** SUPPLIED DATA **
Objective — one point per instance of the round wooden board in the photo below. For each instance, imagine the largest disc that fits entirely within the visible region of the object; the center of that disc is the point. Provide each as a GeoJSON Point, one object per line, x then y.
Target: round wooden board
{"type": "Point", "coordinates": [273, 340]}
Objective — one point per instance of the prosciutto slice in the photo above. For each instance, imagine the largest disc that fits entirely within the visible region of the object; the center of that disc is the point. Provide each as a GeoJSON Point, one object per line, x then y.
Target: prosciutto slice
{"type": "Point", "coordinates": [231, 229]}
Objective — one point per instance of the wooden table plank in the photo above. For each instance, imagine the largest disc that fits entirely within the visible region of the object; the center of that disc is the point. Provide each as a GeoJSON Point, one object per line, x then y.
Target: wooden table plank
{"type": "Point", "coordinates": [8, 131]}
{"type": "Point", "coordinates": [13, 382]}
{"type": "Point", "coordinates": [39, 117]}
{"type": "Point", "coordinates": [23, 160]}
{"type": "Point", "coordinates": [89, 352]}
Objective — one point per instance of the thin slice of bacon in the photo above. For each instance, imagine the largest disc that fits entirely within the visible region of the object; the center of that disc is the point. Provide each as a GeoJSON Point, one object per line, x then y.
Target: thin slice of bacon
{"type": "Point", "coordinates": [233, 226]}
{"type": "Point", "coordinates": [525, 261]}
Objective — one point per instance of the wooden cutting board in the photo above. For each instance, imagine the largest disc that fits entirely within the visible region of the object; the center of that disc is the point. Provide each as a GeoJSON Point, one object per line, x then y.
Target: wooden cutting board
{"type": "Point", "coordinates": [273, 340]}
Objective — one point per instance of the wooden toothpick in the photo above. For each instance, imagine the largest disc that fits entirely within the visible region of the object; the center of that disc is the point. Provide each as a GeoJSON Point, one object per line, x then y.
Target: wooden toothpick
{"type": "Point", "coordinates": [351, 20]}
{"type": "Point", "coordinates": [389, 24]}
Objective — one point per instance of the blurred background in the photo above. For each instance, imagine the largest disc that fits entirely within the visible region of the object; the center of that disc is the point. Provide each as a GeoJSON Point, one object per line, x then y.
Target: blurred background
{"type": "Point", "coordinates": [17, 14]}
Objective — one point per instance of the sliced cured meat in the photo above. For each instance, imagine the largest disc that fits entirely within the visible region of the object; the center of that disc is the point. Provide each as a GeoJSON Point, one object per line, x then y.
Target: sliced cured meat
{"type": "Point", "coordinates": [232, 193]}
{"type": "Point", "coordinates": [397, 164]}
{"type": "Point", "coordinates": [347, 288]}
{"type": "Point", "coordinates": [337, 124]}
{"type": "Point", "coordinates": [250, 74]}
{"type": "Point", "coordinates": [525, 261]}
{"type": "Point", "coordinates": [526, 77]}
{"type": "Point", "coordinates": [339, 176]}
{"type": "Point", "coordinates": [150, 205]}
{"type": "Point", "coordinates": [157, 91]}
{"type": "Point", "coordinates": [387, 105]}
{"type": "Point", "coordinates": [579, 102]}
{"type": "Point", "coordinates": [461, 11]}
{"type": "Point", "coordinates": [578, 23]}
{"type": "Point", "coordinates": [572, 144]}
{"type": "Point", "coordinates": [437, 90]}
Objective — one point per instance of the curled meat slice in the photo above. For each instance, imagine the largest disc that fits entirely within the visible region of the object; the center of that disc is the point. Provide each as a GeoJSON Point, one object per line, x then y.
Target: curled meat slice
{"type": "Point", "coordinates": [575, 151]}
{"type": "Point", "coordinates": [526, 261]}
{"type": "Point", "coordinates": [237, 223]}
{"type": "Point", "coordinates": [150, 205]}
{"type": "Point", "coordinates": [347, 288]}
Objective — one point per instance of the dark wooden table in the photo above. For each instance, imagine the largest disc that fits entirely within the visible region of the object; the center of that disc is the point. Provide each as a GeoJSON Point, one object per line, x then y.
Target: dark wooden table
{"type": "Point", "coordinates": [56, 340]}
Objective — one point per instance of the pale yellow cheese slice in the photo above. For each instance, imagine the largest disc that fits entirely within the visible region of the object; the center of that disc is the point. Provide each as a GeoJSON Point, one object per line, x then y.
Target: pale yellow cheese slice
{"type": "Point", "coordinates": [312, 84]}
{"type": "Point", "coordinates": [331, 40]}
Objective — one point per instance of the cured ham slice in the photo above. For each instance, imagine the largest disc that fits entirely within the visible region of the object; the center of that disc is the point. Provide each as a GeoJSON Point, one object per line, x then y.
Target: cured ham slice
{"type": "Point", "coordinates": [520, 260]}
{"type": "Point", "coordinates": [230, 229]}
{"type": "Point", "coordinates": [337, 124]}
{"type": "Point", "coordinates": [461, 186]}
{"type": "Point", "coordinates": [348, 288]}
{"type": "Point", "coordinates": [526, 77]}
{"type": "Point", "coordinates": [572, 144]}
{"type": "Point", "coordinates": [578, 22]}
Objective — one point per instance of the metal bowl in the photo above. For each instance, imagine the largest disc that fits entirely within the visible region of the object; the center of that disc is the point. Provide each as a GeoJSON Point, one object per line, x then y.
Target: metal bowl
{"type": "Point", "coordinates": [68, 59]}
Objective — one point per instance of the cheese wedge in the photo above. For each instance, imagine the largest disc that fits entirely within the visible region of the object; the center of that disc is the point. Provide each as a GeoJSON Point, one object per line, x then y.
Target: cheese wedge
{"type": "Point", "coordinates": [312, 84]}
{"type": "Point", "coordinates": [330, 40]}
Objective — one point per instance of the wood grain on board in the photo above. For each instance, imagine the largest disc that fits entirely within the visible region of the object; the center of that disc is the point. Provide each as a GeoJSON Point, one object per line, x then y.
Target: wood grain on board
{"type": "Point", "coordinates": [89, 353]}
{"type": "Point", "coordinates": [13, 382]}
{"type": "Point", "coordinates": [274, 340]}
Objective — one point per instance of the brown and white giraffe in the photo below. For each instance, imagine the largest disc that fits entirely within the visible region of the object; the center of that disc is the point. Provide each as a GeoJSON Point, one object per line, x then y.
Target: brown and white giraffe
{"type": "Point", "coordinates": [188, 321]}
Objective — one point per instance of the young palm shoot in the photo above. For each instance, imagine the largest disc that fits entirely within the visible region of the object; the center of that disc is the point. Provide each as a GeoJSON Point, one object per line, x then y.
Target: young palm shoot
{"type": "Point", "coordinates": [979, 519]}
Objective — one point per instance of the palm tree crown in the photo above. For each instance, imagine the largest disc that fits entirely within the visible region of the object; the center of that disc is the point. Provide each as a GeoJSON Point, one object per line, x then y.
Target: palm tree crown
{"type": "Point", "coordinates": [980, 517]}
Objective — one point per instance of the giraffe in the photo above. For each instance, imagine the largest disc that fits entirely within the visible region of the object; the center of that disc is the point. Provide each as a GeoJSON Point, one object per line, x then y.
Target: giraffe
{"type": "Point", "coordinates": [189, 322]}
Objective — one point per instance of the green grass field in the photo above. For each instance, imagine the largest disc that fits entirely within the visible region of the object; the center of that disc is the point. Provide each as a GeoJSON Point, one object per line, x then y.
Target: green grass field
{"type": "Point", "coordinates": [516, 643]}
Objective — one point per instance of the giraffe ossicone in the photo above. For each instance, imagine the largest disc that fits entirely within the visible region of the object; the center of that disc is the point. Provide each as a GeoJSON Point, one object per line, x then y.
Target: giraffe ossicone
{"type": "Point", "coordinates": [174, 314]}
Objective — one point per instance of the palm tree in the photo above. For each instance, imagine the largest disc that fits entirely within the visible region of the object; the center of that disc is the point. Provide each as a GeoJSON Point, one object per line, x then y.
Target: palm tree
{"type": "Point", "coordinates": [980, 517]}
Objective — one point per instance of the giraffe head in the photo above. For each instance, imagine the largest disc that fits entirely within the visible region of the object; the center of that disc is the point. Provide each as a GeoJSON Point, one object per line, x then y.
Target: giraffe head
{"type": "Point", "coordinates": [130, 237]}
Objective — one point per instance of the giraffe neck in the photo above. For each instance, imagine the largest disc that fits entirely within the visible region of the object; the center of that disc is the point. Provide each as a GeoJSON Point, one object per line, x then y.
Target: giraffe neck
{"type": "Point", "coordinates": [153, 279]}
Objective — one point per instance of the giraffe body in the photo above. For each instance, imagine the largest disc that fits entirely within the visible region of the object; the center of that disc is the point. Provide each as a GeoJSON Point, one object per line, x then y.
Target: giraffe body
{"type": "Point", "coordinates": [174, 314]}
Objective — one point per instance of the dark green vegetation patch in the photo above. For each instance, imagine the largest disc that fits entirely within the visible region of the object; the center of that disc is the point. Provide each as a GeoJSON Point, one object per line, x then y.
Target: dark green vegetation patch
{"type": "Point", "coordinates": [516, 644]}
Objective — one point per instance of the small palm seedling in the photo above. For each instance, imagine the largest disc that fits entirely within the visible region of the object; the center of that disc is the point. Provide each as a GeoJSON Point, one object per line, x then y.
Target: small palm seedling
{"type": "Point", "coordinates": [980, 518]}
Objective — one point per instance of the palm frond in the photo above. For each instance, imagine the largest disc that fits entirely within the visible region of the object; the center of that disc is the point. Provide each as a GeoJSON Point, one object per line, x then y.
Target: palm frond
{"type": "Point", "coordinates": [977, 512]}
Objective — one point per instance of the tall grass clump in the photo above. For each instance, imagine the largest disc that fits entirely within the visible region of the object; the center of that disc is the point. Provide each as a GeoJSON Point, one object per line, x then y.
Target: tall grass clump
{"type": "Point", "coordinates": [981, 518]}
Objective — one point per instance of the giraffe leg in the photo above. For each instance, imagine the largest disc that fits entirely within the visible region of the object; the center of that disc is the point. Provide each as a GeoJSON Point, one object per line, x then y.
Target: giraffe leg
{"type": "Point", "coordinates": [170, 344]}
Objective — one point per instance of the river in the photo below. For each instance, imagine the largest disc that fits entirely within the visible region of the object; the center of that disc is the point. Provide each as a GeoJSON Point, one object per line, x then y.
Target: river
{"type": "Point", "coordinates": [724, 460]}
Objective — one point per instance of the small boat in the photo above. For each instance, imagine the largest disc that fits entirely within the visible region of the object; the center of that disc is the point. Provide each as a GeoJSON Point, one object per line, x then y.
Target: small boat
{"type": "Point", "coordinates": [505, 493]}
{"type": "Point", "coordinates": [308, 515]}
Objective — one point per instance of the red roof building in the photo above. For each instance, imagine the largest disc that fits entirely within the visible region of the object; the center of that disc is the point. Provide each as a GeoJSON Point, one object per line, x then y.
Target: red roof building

** TASK GOAL **
Reproduce verbatim the stretch of the records from the line containing "Objective — one point per instance of the blurred" through the line containing "Target: blurred background", both ends included.

** TASK RESPONSE **
Objective — one point per instance of the blurred background in the photo above. For each instance, imagine the largest disc that fits entirely within the visible region of the object; the center of that disc is the point. Provide each as a GeoJSON Point, one object per line, x then y.
Target: blurred background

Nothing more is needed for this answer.